EXCERPT PROVIDED —
══════════

The film focuses on the relationship between filmmaker Jo (Lois Weaver) and her girlfriend, lawyer Agatha (Sheila Dabney). While tidying the books and papers in Jo's flat, Agatha finds suggestive photos of Jo and her former (male) lovers. She also finds a diary, with more photos and pages about men that Jo has known in the past. Agatha becomes suspicious that Jo is seeing a man as well as her, and even appears to follow her.

The film is ambiguous about whether Agatha is imagining events, or whether there really are things going on that she must be seeing. Despite the strains of an arduous filming schedule for Jo's low-budget film, they are happily reconciled by the end, although the issue of whether Agatha was imagining things is apparently left unresolved. Jo's film-within-a-film involves the life of Catalina de Erauso (c. 1592–1650), a semi-legendary personality from 17th century Spain. Catalina was given a special dispensation by Pope Urban VII to live, work and dress as a man.

The Catalina story to some extent mirrors the butch-femme aspect of Jo and Agatha's relationship.

==Cast==
- Lois Weaver as Jo
- Sheila Dabney as Agatha
- Kyle deCamp as Catalina
- John Erdman as Eric
- Ed Bowes as Richard
- Peggy Shaw as Jewelry Saleswoman

==Critical reception==
The film has elicited a wide range or responses, from delight to revulsion and outrage.

══════════

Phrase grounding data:
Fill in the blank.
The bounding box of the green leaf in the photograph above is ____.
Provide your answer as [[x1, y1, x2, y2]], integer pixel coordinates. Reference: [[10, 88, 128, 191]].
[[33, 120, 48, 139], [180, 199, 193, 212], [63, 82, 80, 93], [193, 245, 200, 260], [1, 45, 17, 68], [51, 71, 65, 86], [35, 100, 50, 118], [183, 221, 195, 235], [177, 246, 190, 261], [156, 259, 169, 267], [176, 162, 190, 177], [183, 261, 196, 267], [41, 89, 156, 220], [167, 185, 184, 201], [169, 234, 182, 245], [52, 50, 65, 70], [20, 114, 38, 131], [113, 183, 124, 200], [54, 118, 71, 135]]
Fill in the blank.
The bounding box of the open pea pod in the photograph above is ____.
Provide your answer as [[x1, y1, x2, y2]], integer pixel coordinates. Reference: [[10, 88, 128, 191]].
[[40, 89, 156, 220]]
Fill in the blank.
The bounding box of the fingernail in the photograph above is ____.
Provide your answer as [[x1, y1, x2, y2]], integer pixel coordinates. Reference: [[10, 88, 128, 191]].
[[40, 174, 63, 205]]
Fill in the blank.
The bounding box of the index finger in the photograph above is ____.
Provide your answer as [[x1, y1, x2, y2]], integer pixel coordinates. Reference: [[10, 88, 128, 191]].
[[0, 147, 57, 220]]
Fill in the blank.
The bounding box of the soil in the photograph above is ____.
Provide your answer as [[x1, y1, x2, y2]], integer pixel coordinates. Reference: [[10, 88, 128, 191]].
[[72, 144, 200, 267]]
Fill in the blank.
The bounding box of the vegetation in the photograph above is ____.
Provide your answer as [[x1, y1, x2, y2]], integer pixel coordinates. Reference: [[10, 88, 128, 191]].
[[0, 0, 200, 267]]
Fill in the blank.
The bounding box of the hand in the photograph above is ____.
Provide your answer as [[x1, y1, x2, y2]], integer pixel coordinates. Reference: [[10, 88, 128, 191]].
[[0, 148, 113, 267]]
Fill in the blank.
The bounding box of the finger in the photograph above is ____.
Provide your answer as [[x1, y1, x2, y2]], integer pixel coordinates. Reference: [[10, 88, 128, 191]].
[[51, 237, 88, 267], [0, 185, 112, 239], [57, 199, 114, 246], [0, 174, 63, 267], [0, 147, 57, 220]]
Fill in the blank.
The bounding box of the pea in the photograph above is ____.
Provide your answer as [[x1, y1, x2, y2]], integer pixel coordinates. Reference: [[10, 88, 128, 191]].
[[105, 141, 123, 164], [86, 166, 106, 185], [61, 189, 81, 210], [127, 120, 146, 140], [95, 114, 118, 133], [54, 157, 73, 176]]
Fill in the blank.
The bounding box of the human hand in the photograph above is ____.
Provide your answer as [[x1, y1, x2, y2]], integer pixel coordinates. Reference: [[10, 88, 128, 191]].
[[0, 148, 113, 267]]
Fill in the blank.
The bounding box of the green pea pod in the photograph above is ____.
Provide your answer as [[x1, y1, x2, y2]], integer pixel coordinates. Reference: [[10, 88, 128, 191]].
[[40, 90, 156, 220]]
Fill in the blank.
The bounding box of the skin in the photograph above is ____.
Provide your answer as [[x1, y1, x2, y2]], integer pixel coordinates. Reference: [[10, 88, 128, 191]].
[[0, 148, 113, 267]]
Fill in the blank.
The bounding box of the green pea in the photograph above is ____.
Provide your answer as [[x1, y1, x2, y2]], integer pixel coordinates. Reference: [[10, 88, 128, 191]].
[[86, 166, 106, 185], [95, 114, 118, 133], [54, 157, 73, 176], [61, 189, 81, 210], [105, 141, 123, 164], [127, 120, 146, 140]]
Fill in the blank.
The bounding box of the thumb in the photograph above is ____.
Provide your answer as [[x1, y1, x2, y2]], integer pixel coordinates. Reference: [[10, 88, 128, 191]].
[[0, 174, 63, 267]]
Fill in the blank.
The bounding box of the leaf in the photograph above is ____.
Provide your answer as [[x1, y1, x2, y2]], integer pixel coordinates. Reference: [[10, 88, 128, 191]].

══════════

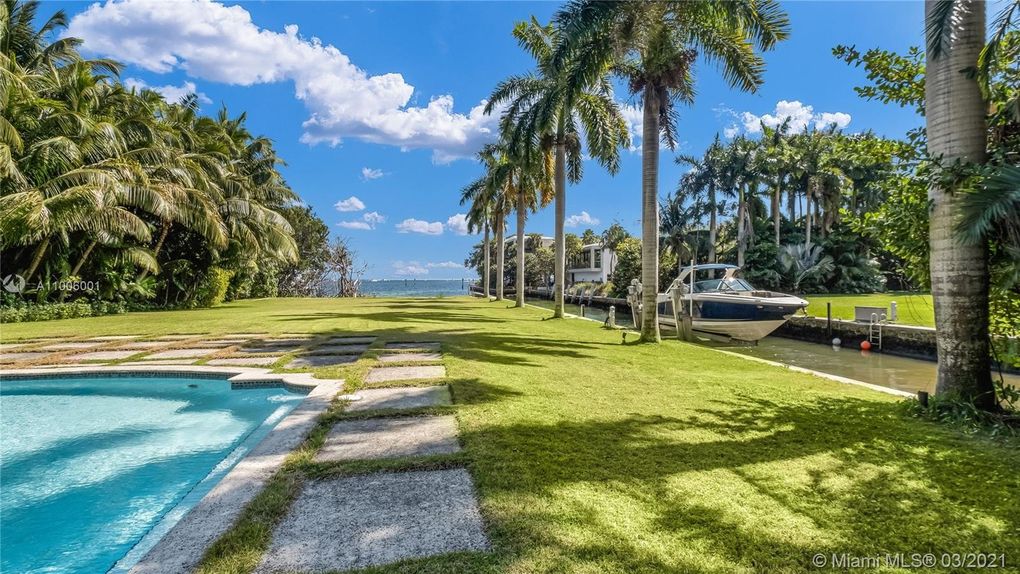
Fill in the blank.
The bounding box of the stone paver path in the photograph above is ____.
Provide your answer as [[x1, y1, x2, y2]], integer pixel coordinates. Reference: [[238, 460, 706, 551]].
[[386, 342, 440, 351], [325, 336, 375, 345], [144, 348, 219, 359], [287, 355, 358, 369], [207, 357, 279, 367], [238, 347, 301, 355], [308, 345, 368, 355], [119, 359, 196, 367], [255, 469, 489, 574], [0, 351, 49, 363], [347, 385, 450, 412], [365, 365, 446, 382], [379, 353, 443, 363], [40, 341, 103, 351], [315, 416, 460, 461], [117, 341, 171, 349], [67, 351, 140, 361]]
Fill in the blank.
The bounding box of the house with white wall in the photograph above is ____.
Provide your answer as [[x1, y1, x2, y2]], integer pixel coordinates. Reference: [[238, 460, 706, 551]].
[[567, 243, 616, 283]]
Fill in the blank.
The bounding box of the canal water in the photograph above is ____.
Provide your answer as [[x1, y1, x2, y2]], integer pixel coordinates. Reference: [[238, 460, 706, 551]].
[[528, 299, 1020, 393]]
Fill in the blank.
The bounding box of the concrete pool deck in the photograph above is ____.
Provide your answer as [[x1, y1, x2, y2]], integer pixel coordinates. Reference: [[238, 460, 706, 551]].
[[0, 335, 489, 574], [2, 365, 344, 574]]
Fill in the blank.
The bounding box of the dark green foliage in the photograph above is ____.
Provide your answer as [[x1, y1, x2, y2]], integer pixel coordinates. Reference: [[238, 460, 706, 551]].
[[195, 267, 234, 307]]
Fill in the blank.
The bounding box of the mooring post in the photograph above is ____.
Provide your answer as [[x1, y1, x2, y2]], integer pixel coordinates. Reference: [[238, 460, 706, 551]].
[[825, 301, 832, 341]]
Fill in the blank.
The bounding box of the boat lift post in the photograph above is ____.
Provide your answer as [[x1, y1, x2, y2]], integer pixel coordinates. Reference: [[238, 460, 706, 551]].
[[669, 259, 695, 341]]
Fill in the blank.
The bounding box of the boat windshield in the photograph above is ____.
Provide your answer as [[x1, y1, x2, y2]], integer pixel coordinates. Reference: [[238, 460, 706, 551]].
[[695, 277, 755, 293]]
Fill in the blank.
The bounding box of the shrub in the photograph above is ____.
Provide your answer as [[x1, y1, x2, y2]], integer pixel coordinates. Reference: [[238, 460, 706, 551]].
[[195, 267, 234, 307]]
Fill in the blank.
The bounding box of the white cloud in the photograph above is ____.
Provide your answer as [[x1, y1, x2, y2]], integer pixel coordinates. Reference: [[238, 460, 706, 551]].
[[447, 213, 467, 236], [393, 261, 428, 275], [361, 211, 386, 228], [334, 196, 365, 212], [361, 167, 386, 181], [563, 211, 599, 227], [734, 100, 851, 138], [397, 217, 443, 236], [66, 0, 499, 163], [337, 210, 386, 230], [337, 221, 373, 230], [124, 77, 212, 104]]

══════════

WHAT THE TASK REQUIRES — Carry on the article about the film with Jo and Agatha, starting right after its last sentence.

ANSWER FOR THE TASK —
Janet Maslin, writing in The New York Times, notes that "sexual jealousy is the main force at work ... but you'd never know it from the film's amiable, even dispassionate mood", and called it "a modest, agreeable and doubtless very personal film".

Teresa de Lauretis considers the film to be about "lesbian sexuality and its relations to fantasy". De Lauretis also notes the ambiguity inherent in the title: is she imagining things, or is it that she must be seeing things - are there things that she ought to be seeing?

Alison Darren's Lesbian Film Guide notes that it was a "deeply controversial film on release ... upset a wide section of the lesbian community by being a lesbian film largely concerned with heterosexuality ... dismissed outright by some as pornography".